_Exercise prompt_
Retype each of the records below word for word, changing nothing.

##### Material provided

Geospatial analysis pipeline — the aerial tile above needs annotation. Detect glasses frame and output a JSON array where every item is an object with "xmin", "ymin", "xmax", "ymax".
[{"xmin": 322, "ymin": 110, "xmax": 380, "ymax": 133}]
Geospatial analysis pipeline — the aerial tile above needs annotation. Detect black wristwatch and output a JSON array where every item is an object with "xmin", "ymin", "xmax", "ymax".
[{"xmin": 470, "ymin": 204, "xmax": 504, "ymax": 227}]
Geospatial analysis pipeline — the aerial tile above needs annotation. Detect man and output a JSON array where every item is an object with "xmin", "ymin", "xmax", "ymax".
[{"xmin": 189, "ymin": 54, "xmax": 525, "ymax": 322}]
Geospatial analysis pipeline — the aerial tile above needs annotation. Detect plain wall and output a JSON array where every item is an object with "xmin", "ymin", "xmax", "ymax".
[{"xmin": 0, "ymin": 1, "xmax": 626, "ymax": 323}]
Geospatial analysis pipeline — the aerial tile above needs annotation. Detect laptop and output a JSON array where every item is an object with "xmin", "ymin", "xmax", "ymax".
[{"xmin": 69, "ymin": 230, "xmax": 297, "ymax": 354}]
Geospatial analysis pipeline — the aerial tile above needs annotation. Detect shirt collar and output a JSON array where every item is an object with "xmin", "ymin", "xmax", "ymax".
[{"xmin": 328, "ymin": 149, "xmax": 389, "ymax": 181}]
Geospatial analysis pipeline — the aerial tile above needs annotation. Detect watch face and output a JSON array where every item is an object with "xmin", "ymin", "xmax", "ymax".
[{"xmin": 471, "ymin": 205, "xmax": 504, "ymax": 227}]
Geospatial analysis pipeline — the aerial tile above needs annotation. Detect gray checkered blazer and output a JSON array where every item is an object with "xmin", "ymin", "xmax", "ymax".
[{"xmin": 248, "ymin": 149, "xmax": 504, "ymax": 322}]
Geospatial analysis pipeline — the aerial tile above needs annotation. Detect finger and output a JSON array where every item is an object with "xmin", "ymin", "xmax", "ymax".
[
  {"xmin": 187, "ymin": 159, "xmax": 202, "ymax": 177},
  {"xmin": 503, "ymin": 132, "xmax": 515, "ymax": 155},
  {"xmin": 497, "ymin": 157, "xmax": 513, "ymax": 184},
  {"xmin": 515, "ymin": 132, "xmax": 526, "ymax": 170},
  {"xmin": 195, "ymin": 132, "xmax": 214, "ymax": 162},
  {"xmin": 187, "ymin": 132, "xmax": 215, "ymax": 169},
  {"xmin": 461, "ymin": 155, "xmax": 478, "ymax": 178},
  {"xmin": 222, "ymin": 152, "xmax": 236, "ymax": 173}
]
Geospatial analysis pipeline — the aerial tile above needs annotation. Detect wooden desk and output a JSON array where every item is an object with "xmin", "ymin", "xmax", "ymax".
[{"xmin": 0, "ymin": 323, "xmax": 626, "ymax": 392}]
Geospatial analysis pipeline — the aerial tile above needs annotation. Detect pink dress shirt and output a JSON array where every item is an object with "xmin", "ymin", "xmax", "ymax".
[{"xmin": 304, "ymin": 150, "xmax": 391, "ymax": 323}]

##########

_Final result_
Geospatial analysis pipeline — the aerial tile above needs annotation. Detect glasses frame and output a JSON array where every item is an object with "xmin", "ymin", "xmax", "ymax".
[{"xmin": 322, "ymin": 110, "xmax": 380, "ymax": 133}]
Geospatial analysis pipeline — the aerial tile above needs annotation. Detect black wristwatch and output a JSON array where every item is an object with "xmin", "ymin", "xmax", "ymax".
[{"xmin": 470, "ymin": 204, "xmax": 504, "ymax": 227}]
Geospatial analysis pipeline — the aerial tile above needs annotation. Detect man and output a JSON array where every item is an object with "xmin", "ymin", "xmax", "ymax".
[{"xmin": 189, "ymin": 54, "xmax": 525, "ymax": 322}]
Geospatial analysis pipeline — the aerial tile above needs annotation. Detect plain wall and output a JSON array where every item is an object with "xmin", "ymin", "xmax", "ymax".
[{"xmin": 0, "ymin": 1, "xmax": 626, "ymax": 323}]
Geospatial analysis pipeline — the aerial tile above needs annotation. Detect laptop and output a JSON array where every item is an object with "xmin", "ymin", "xmax", "ymax".
[{"xmin": 69, "ymin": 230, "xmax": 297, "ymax": 354}]
Geospatial analysis pipeline — the aerial tile above needs annotation. Detect shirt collar and output a JSON array where every item is an object with "xmin", "ymin", "xmax", "ymax".
[{"xmin": 328, "ymin": 149, "xmax": 389, "ymax": 181}]
Geospatial analysis pipeline — the aerial tile above needs annotation. Detect watch face and output a JSON array where every item is an object with "xmin", "ymin", "xmax", "ymax".
[{"xmin": 471, "ymin": 205, "xmax": 504, "ymax": 227}]
Geospatial analysis pipeline — the aerial tile above needs annotation. Detect gray checkered blazer and output a JSON array where every item is an object with "xmin", "ymin", "xmax", "ymax".
[{"xmin": 248, "ymin": 149, "xmax": 504, "ymax": 322}]
Geospatial analysis pipeline — the aerial tile above needs annotation. Detect finger and output a JSON array where every item is an object with "xmin", "ymin", "xmax", "ymax".
[
  {"xmin": 187, "ymin": 159, "xmax": 202, "ymax": 177},
  {"xmin": 503, "ymin": 132, "xmax": 515, "ymax": 155},
  {"xmin": 497, "ymin": 157, "xmax": 513, "ymax": 184},
  {"xmin": 515, "ymin": 132, "xmax": 526, "ymax": 170},
  {"xmin": 195, "ymin": 132, "xmax": 214, "ymax": 162},
  {"xmin": 187, "ymin": 132, "xmax": 215, "ymax": 169},
  {"xmin": 461, "ymin": 155, "xmax": 478, "ymax": 178},
  {"xmin": 222, "ymin": 152, "xmax": 236, "ymax": 173}
]
Geospatial analysis pipeline — the aerial tile above needs annotation. Detect wooden desk and output a JSON array where every item is an object with "xmin", "ymin", "xmax", "ymax".
[{"xmin": 0, "ymin": 323, "xmax": 626, "ymax": 392}]
Geospatial analysis pipeline — the aerial tile above needs annotation. Detect pink dress shirt and output a JSON array where every item is an object with "xmin", "ymin", "xmax", "ymax".
[{"xmin": 304, "ymin": 150, "xmax": 391, "ymax": 323}]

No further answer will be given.